Records from a point-labeling set
>> Begin

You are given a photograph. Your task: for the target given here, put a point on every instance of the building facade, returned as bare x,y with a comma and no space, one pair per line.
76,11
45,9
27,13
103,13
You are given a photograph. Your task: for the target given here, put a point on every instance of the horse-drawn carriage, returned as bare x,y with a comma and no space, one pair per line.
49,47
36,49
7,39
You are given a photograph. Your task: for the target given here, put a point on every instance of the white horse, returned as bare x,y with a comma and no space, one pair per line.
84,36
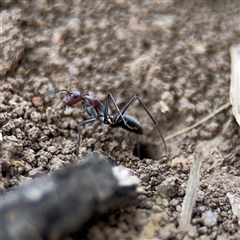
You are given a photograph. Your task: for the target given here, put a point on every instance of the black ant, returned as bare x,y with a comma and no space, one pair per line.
97,110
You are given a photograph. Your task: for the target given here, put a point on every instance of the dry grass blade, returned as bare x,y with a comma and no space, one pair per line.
235,81
191,190
218,110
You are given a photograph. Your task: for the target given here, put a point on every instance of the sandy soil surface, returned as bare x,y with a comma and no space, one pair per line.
174,55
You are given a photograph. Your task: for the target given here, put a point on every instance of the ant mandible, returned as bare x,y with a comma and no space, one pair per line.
97,110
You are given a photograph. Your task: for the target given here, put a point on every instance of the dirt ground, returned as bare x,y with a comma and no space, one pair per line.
174,55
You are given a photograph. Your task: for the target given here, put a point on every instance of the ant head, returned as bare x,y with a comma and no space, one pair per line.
71,99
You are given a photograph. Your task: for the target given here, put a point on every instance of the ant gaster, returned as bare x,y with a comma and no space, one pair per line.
97,110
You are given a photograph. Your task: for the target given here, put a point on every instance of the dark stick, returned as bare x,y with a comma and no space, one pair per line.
62,202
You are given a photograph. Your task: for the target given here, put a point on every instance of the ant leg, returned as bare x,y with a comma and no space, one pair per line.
79,131
110,96
149,114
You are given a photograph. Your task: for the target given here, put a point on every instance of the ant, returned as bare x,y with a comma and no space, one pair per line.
97,110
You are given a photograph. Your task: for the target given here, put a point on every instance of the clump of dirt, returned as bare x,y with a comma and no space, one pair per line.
173,55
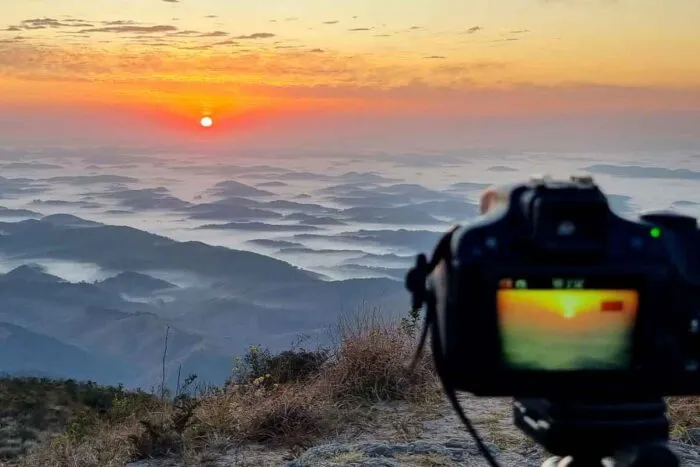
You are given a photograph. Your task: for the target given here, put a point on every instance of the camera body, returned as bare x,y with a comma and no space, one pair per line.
550,294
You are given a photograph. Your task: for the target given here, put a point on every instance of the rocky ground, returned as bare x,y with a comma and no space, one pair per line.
401,435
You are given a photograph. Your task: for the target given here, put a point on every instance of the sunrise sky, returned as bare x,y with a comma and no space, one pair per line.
107,67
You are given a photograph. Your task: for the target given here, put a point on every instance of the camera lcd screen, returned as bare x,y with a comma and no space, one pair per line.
565,324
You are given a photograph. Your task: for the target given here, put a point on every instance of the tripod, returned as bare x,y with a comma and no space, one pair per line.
598,433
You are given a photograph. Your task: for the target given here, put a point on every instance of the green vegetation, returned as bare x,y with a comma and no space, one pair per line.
290,399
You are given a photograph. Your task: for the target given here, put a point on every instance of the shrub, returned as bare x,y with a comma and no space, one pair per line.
295,365
371,360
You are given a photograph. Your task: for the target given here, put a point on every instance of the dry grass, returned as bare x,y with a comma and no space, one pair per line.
287,400
370,364
684,413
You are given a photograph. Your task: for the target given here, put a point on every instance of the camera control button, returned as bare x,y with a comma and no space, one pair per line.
491,243
636,243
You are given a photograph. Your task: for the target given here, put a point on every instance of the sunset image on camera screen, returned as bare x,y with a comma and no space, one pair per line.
566,329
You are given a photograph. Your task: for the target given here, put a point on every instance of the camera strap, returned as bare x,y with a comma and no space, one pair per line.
416,283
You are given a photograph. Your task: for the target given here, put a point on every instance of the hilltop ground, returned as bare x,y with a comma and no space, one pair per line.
353,404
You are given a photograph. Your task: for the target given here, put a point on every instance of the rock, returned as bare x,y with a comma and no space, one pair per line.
693,436
452,452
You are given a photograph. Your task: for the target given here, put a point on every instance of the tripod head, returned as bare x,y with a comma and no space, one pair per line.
598,433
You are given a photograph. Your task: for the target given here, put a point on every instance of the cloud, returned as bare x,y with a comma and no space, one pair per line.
186,32
137,29
44,23
197,47
214,34
256,35
119,22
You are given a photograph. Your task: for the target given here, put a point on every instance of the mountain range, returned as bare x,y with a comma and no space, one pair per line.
213,302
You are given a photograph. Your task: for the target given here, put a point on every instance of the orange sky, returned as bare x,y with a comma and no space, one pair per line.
178,60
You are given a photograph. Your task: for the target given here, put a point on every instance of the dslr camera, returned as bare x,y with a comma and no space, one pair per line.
586,318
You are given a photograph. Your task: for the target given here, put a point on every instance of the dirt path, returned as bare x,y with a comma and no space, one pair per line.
399,435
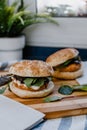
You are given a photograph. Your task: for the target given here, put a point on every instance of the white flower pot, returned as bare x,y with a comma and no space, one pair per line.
11,48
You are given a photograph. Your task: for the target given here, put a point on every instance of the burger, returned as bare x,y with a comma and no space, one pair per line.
31,78
66,63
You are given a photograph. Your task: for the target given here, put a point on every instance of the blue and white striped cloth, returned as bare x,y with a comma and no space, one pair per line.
66,123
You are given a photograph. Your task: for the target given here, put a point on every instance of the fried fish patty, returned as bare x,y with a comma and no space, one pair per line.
71,68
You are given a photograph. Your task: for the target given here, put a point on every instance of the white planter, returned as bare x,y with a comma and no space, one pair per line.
11,48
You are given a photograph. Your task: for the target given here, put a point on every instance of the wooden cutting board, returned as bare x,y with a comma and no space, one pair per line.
75,104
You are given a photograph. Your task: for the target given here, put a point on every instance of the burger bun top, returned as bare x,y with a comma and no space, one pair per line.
31,68
61,56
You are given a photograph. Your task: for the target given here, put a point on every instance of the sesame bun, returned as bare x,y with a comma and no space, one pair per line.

>> End

# Your goal
Turn all of the records above into a numbered list, one line per entry, with no blank lines. Leave the pictures out.

# Answer to this task
1. You are given a photograph. Your task: for the target given here, put a point on every instance of the building facade, returned as bare x,y with a comma and no space, one pair per line.
2. 76,11
3. 45,9
4. 27,13
5. 103,13
6. You are given a photograph. Your task: for the target given here, put a point on every instance of the horse-drawn carriage, returned as bare x,y with a comma and no space, one pair per line.
7. 49,47
8. 36,49
9. 7,39
10. You are given a photograph. Your task: for the target given here, put a point on every instance of the white horse, returned as bare x,y with a comma and no space, one pair per line.
11. 84,36
12. You are given a photograph. Your task: for the target given here, put a point on every instance of the black ant, returned as bare x,y with a comma and no space, one pair per line.
13. 97,110
14. You are given a photograph. Your task: for the target given here, put a point on every instance of the dry grass blade, returned as bare x,y with a comma and no space, one pair per line.
15. 235,81
16. 191,190
17. 218,110
18. You are given a photograph. Your task: for the target given here, put a point on every instance of the sandy soil surface, returned as bare x,y with a comma and no space, one pair per line.
19. 174,55
20. You are given a photograph. Your task: for the target given here, put a point on every instance of the ant mandible, returned as bare x,y with a comma and no space, one pair per line.
21. 97,110
22. You are given a photograph. Your task: for the target given here, put a point on every instance of the dirt ground, returned as bare x,y with a comma and no space, one pair per line.
23. 174,55
24. You are given a photograph. Your task: for the target given here, put a point on every instance of the ant head, returned as bare x,y with a comma and no space, one pair per line.
25. 71,99
26. You are given a photograph. Your task: for the target given here, put a point on every instance of the ant gaster, returned as bare x,y with a comma and no space, one pair per line.
27. 97,110
28. You are given a photograph. Your task: for the target given here, put a point on every instance of the dark stick, returned as bare x,y with a comma and no space, one pair per line.
29. 62,202
30. You are given a photograph. Your task: for the target given here, put a point on every instance of the ant leg, returned as bare x,y with a comma and no space, one pair per line.
31. 79,131
32. 110,96
33. 149,114
34. You are given a photograph. Your task: for the target given here, put a point on every instance of the ant, returned as bare x,y with a comma and no space, one pair per line.
35. 97,110
36. You are given a photograph. Your task: for the target given here, put a point on every instance of the clump of dirt, returned as bare x,y with a comma and no space, one pair per line.
37. 173,55
38. You are given a photograph. Your task: for the target given here, put a point on every instance of the camera body, returned as bare x,y with a comma and no space, one pair per line.
39. 550,294
40. You are given a photograph. Your task: for the target given here, put a point on every instance of the rocky ground, returned as bare x,y with a comma and no space, one pair per line.
41. 401,435
42. You are given a photograph. Your task: for the target given here, put a point on every instance of the sunrise sky, returned as bare x,y with a comma and no space, one pair per line.
43. 107,67
44. You are given a photograph. Your task: for the target given here, put a point on every instance of the camera lcd screen, returned as bare x,y with a comma and no space, one pair per line.
45. 565,324
46. You are given a photograph. Your task: for the target given here, put a point on every instance of the tripod, returned as bare x,y with a comma and no space, one pair per line.
47. 598,433
48. You are given a photograph. Your task: for the target given here, put a point on every instance of the green vegetation, returned as bare x,y with a comma and no space, one pair per line.
49. 290,399
50. You are given a photograph. Your task: for the target given here, put a point on every instance of the shrub, returned as bare x,y with a comma and no space, one pair per line.
51. 295,365
52. 371,360
53. You are given a photograph. Your task: for the target given here, put a point on every instance of the dry grass, returned as bare x,y with a comma and no space, one pair per line.
54. 287,400
55. 370,364
56. 684,413
57. You are given a photograph. Your task: for the target given here, put a point on every instance of the camera control button, returned as bare x,y with a comma and no space, one pair per line.
58. 491,243
59. 636,243
60. You are given a photograph. Your task: for the target given here, put a point on every instance of the sunset image on camera screen, returned as bare x,y with a comma and no space, one pair per line.
61. 566,329
62. You are given a photograph. Your task: for the target given here, put a point on every instance of the camera strap, returned as bare x,y with a comma and no space, one pair per line.
63. 416,283
64. You are given a photograph. Your task: for the target given here, put a point on every instance of the hilltop ground, returned as bare x,y with a comma and no space, one pair per line.
65. 353,404
66. You are given a photograph. Your task: for the target given here, put a point on every instance of the rock, returned as bare x,y with a comma and no space, one pair per line.
67. 693,436
68. 452,452
69. You are given a photograph. Your task: for the target given here, put a point on every instance of the tripod head, returned as bare x,y with a comma and no space, one pair per line.
70. 598,433
71. You are given a photograph. Your task: for the target given here, put a point on every instance of the cloud, returned as bare x,y with a comma and no space, one pair per line.
72. 186,32
73. 137,29
74. 44,23
75. 197,47
76. 214,34
77. 256,35
78. 119,22
79. You are given a photograph. Your task: for the target given here, put a point on every instance of the mountain range, returned as bare x,y with a comma and no space, one pair per line.
80. 213,302
81. You are given a photograph. Your task: for the target given here, put a point on every instance of the orange sky, returned as bare x,y with a comma and no space, one pair per line.
82. 178,60
83. You are given a photograph. Your task: for the target given here, put a point on every instance of the dslr camera, returned as bare x,y with a comma and no space, one pair per line.
84. 586,318
85. You are given a photograph. Your task: for the target given here, put a point on every instance of the dirt path, returned as bare x,y with a comma and no space, one pair per line.
86. 399,435
87. You are given a photograph. Your task: for the target given here, put a point on every instance of the white flower pot, returned as bare x,y with a comma and no space, one pair per line.
88. 11,48
89. You are given a photograph. Your task: for the target given here, put a point on every instance of the burger, returned as bare x,y with a comma and no space, one pair per line.
90. 31,78
91. 66,63
92. You are given a photograph. Your task: for the target given here, put a point on every instance of the blue and white striped cloth, returned as bare x,y with a comma and no space, one pair per line.
93. 66,123
94. You are given a photograph. Your task: for the target given here, put a point on every instance of the fried fish patty, returned as bare x,y with a comma and no space, one pair per line.
95. 71,68
96. You are given a photograph. Your task: for the target given here, put a point on every instance of the white planter, returned as bare x,y with a comma and no space, one pair per line.
97. 11,48
98. You are given a photograph. Your task: for the target given here, put a point on every instance of the wooden cutting board, returned as bare x,y with a comma and no space, one pair per line.
99. 75,104
100. You are given a photograph. Your task: for the target given here, put a point on every instance of the burger bun top, returned as bare x,y with a comma and no space, one pair per line.
101. 31,68
102. 61,56
103. You are given a photograph. Your task: for the target given here, put a point on every instance of the sesame bun, returned as bare x,y with a comma and no space, one pair per line.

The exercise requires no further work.